[Start PROVIDED DATA]

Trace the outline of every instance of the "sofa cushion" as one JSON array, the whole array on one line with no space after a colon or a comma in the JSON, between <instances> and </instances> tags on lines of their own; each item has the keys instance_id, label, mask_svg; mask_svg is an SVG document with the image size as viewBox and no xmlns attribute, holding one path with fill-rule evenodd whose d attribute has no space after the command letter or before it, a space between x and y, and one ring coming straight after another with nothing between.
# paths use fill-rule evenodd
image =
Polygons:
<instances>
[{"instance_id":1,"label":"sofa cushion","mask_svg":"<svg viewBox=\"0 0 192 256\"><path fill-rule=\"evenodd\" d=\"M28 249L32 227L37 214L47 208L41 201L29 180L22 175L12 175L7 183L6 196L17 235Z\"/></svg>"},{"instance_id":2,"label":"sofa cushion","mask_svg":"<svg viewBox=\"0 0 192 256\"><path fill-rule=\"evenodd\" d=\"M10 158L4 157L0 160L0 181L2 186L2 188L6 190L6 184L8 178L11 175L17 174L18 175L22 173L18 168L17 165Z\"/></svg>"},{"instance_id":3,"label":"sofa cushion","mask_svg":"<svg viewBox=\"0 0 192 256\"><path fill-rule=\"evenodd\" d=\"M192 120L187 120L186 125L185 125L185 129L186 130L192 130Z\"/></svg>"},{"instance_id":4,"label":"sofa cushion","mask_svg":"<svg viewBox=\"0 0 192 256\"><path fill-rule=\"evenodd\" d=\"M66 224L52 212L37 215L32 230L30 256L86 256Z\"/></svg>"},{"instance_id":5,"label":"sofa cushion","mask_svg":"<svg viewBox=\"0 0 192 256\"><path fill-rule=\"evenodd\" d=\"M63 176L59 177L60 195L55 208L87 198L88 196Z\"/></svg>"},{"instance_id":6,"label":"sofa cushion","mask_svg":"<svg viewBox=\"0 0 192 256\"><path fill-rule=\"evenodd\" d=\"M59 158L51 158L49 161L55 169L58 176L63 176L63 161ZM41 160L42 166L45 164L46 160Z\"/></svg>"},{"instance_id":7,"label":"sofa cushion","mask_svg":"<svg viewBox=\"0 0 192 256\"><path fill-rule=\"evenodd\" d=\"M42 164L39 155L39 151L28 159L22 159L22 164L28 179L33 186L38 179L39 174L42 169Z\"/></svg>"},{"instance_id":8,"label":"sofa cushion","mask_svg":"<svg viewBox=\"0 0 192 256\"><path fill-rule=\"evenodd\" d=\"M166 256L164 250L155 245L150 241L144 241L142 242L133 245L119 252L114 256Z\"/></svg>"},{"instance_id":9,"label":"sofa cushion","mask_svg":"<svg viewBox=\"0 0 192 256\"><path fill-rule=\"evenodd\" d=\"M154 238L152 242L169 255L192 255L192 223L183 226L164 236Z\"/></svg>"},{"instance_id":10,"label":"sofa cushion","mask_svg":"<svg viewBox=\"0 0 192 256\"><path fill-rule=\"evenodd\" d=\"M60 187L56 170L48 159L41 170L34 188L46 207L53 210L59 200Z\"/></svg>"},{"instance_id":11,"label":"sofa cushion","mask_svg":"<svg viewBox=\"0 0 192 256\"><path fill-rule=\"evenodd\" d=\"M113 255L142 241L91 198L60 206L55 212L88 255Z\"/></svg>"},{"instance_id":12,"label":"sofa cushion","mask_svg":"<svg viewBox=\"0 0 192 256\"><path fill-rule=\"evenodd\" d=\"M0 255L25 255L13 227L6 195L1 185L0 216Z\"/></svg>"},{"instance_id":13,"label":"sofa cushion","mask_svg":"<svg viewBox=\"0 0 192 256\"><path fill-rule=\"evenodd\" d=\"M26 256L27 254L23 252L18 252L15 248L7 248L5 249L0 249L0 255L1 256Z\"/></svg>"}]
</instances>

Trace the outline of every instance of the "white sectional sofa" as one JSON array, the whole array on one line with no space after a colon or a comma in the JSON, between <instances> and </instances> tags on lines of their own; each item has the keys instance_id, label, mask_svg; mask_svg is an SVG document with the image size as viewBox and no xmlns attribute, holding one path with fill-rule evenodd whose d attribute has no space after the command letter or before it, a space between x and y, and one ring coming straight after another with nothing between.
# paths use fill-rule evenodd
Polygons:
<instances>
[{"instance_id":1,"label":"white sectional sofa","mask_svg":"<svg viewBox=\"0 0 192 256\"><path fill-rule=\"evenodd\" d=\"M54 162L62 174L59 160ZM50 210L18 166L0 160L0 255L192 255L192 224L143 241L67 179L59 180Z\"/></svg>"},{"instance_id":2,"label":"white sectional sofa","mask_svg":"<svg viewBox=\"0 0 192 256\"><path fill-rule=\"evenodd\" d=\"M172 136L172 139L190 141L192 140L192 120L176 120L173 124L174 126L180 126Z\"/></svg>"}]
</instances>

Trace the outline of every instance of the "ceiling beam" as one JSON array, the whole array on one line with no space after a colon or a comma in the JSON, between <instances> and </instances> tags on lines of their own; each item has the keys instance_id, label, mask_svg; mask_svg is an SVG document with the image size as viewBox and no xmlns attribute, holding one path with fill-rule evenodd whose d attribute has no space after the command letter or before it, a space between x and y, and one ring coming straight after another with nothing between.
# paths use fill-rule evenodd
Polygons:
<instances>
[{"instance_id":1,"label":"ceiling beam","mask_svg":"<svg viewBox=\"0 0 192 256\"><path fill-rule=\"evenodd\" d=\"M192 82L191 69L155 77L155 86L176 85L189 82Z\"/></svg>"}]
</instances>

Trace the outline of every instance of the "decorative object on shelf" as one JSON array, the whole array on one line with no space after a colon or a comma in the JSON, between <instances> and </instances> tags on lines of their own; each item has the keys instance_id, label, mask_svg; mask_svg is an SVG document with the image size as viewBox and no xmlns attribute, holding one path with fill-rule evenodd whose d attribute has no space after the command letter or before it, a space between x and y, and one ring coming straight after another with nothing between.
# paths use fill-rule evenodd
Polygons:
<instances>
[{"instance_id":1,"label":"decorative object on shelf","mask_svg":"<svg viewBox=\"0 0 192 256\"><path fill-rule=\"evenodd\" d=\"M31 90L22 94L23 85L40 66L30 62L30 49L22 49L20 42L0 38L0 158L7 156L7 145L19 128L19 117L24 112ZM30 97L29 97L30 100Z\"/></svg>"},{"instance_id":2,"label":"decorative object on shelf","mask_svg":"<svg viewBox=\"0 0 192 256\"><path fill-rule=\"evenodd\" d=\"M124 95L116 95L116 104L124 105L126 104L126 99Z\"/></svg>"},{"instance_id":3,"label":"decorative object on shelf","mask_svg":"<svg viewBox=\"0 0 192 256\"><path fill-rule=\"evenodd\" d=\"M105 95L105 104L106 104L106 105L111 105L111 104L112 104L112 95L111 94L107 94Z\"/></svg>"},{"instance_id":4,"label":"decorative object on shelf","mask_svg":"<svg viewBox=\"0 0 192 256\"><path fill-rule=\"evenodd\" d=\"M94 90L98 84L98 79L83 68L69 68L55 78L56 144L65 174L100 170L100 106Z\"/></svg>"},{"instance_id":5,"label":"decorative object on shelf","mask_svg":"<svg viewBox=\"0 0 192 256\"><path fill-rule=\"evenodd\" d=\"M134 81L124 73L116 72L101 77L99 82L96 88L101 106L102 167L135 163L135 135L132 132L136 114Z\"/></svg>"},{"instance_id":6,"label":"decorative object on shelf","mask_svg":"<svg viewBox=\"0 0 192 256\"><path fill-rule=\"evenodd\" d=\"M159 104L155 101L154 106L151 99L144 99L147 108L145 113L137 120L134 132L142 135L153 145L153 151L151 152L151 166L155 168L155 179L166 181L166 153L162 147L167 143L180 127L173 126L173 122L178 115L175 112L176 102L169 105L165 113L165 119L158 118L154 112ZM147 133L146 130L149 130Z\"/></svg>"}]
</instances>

[End PROVIDED DATA]

» AIM OF THE EXERCISE: Locate each line in the entries above that contains the string "beam" and copy those lines. Matching is case-sensitive.

» RESULT:
Trace the outline of every instance of the "ceiling beam" as one JSON array, the whole array on one line with no space after a colon or a comma in the JSON, between <instances> and </instances> tags on lines of their own; each item has the keys instance_id, label, mask_svg; mask_svg is an SVG document with the image size as viewBox and no xmlns attribute, holding one path with fill-rule evenodd whose d attribute has no space after the command letter or before it, a space between x and y, and one ring coming straight after another with nothing between.
[{"instance_id":1,"label":"ceiling beam","mask_svg":"<svg viewBox=\"0 0 192 256\"><path fill-rule=\"evenodd\" d=\"M192 82L191 69L155 77L155 86L176 85L189 82Z\"/></svg>"}]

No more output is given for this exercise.